Vous savez comment c’est lorsque l’on rêve. On est dans un lieu, qui en devient un autre, captif d’un endroit, sans comprendre pourquoi les portes ne s’ouvrent plus, ou qu’elles disparaissent. Il m’arrive alors de paniquer, comme si tout cela était vrai, et que je devais subir les volontés de quelque sadique magicien.
Mais l’épouvante ne dure jamais qu’un instant. Car même le plus réaliste des songes opère avec un léger décalage. Un voile d’étrangeté rappelant qu’il ne s’agit que d’une fabrication de l’esprit.
Le problème, c’est que le quotidien me fait de plus en plus cet effet. Et j’ai de plus en plus de difficulté à trouver les issues.
Il flotte sur notre monde un parfum de fin d’époque. Pour ne pas dire de fin du monde. L’actualité est un mouroir d’avenir, suremballé dans quelques morceaux ramassés à même la surface du continent de plastique.
Nous sortons de décennies de fuite en avant et l’inévitable nous rattrape. La pauvreté de pays que nous exploitons sans gêne nous revient sur la gueule en forme de crise migratoire. L’économie de marché montre peu à peu sa vraie nature en creusant les écarts. L’économie mondiale, affaire de quelques milliardaires et de fonds d’investissement, nous tient sous sa botte.
Et pourtant, nous acceptons la situation. Gilets jaunes ou pas, le système n’est jamais véritablement remis en cause. Vous me direz que j’en fais une obsession. Ce n’est pas faux. C’est que je suis fasciné par notre incapacité collective de concevoir le monde autrement que ce qu’il est. Même brisés par celui-ci, même à genoux devant nos vies à crédit (bientôt à 200 %), nous ne semblons pas avoir envie de nous réveiller. Les portes se sont dérobées. C’est comme ça.
Le documentariste Adam Curtis partage ma fixation pour ce fatalisme. Il évoque le phénomène d’hypernormalisation pour mieux exprimer ce qui se passe ici. En gros : tout le monde sait que le système est détraqué. Et même si le discours médiatique y fait écho, nous vivons dans le déni. Un peu comme des gens qui prennent les états de compte de leurs cartes de crédit et les mettent dans une petite pile, sans les ouvrir, espérant que cela les fera disparaître.
Tout le monde sait que le système est détraqué. Et même si le discours médiatique y fait écho, nous vivons dans le déni.
Pire encore que cette fuite : chaque appel au changement est reçu avec une résistance qui dépasse parfois l’entendement.

*LISTE FOURNIE:*
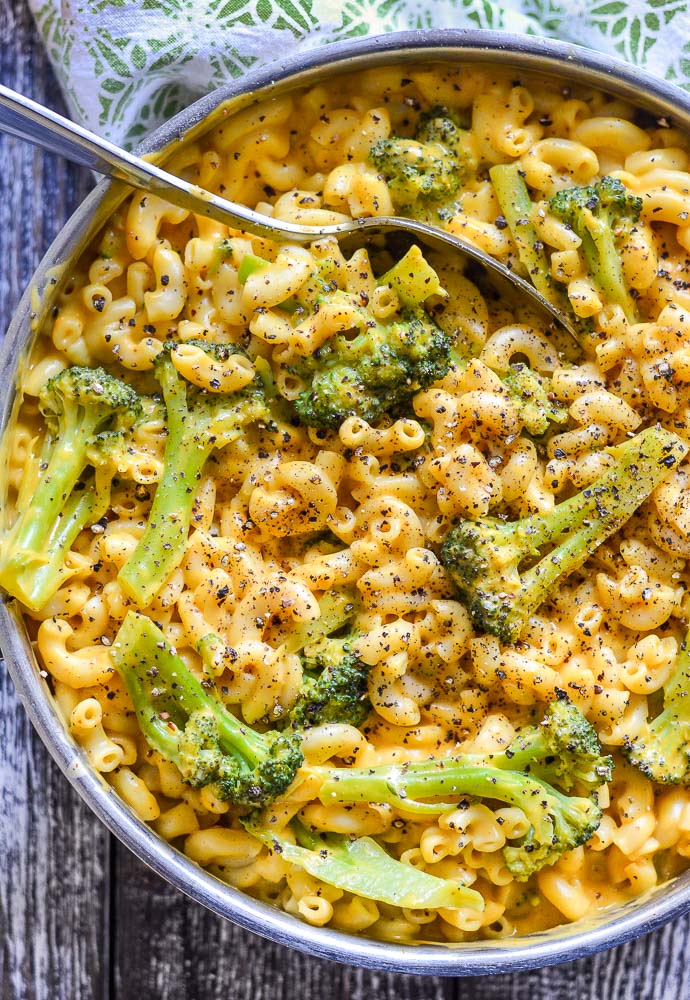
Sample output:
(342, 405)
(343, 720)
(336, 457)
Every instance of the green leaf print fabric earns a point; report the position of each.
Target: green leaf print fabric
(127, 65)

*OBJECTIFS:*
1: Relevez toutes les phrases de l’extrait qui contiennent « c’est », dans l’ordre où elles apparaissent.
2: Recopiez toutes les lignes de la liste, consignes comprises, en décalant de 59 chaque nombre des coordonnées données en réponse. Omettez les images.

*RÉPONSES ATTENDUES:*
1:
Vous savez comment c’est lorsque l’on rêve.
Le problème, c’est que le quotidien me fait de plus en plus cet effet.
C’est que je suis fasciné par notre incapacité collective de concevoir le monde autrement que ce qu’il est.
C’est comme ça.

2:
Sample output:
(342, 405)
(343, 720)
(336, 457)
Every instance of the green leaf print fabric earns a point; report the position of each.
Target: green leaf print fabric
(186, 124)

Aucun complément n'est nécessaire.